* _Task description_
Determine how many lines in the entries below include "hand". The reply should be that number and nothing else.

* _Supplied data_

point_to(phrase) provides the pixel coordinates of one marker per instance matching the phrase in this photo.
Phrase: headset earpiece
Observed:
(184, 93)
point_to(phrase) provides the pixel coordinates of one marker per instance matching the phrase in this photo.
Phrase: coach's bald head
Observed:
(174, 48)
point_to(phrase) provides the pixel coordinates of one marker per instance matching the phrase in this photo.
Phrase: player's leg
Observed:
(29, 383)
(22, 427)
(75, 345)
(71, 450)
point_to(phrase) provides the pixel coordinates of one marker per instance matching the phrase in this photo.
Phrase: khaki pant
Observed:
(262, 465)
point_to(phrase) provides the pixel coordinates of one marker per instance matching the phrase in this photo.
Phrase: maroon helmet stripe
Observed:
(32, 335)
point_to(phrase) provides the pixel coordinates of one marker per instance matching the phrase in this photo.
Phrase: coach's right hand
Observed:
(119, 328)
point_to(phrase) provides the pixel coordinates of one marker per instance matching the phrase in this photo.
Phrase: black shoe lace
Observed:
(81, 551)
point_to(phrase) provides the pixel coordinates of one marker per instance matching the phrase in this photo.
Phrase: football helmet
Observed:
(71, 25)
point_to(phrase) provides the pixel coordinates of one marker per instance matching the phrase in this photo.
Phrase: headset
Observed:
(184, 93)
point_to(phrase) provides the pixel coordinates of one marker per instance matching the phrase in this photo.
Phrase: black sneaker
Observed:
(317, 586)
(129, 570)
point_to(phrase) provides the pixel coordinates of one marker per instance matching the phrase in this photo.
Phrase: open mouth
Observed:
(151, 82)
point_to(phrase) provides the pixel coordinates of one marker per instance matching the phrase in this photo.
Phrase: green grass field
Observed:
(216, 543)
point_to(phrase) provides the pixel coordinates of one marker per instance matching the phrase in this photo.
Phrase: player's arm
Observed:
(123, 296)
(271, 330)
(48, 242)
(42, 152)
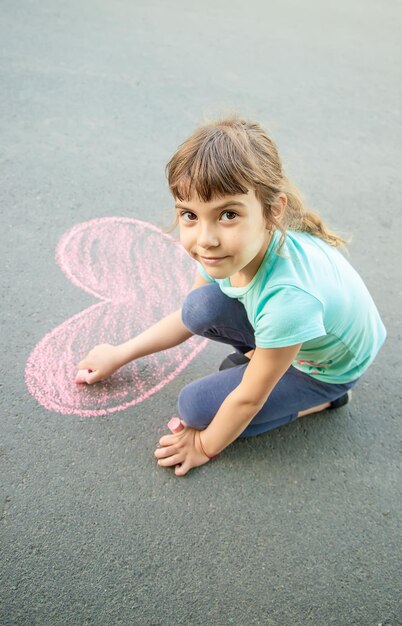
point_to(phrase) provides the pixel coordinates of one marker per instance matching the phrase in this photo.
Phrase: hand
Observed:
(102, 361)
(183, 450)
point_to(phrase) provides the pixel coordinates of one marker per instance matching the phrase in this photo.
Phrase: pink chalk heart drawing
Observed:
(138, 274)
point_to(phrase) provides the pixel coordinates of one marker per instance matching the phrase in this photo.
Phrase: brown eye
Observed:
(228, 216)
(187, 216)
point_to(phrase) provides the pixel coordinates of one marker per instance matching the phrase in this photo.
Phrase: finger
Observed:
(93, 377)
(81, 376)
(183, 469)
(170, 460)
(163, 453)
(168, 440)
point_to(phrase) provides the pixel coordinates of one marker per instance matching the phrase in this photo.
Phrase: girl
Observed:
(270, 283)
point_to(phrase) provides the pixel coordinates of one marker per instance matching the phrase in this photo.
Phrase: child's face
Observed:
(228, 236)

* _Task solution_
2